>> BEGIN Material for the task
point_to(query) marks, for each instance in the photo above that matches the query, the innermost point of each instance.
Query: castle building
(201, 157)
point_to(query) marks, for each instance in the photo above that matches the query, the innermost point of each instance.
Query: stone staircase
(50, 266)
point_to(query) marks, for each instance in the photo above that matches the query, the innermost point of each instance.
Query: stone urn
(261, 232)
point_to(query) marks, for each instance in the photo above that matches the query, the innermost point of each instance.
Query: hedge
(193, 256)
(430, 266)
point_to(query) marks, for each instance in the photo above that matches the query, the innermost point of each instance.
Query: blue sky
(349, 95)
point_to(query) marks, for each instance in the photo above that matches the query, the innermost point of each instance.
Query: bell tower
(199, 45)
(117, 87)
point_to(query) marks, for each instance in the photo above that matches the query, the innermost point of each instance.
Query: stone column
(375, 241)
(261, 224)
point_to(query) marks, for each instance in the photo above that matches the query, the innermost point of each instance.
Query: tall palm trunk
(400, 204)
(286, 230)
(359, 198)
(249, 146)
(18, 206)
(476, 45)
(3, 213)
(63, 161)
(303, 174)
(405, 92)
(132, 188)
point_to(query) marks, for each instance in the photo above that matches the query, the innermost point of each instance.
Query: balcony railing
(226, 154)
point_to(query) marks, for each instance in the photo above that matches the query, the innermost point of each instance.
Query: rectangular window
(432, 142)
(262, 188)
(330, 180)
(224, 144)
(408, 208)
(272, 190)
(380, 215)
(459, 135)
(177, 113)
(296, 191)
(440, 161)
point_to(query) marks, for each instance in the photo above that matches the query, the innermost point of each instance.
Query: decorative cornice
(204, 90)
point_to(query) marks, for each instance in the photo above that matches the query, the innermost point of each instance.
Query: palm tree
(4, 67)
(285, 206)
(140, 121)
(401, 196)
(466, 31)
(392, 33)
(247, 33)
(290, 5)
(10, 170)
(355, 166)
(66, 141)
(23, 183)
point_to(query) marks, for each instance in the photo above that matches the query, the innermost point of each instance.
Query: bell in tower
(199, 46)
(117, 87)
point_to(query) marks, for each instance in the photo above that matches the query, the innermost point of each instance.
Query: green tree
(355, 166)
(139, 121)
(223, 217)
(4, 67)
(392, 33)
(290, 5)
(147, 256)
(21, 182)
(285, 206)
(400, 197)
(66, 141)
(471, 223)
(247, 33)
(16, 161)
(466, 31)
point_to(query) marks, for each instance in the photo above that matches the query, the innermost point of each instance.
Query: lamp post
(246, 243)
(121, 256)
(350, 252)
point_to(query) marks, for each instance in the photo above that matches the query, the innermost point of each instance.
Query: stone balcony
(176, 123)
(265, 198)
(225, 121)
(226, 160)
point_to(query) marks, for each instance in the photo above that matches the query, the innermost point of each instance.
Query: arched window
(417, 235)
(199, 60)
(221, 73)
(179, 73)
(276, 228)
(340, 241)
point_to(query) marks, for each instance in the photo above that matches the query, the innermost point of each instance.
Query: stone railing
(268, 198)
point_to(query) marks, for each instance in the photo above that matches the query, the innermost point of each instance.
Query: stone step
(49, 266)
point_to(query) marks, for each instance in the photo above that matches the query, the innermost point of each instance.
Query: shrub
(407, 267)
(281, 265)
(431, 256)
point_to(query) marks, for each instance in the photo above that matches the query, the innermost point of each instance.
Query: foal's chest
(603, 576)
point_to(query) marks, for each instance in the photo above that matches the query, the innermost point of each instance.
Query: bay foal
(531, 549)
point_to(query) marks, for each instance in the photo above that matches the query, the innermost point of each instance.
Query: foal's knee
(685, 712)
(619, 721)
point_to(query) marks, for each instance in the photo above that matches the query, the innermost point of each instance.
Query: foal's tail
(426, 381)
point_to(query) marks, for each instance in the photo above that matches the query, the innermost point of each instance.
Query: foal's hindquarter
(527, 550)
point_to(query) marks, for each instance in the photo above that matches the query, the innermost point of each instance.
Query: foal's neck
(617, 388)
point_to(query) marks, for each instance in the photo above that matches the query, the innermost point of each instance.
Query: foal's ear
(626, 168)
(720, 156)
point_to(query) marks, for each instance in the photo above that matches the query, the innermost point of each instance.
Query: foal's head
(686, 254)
>> END Material for the task
**Task**
Please count the lines in the data above that contain the string "palm". Reply with only the number.

**Task answer**
2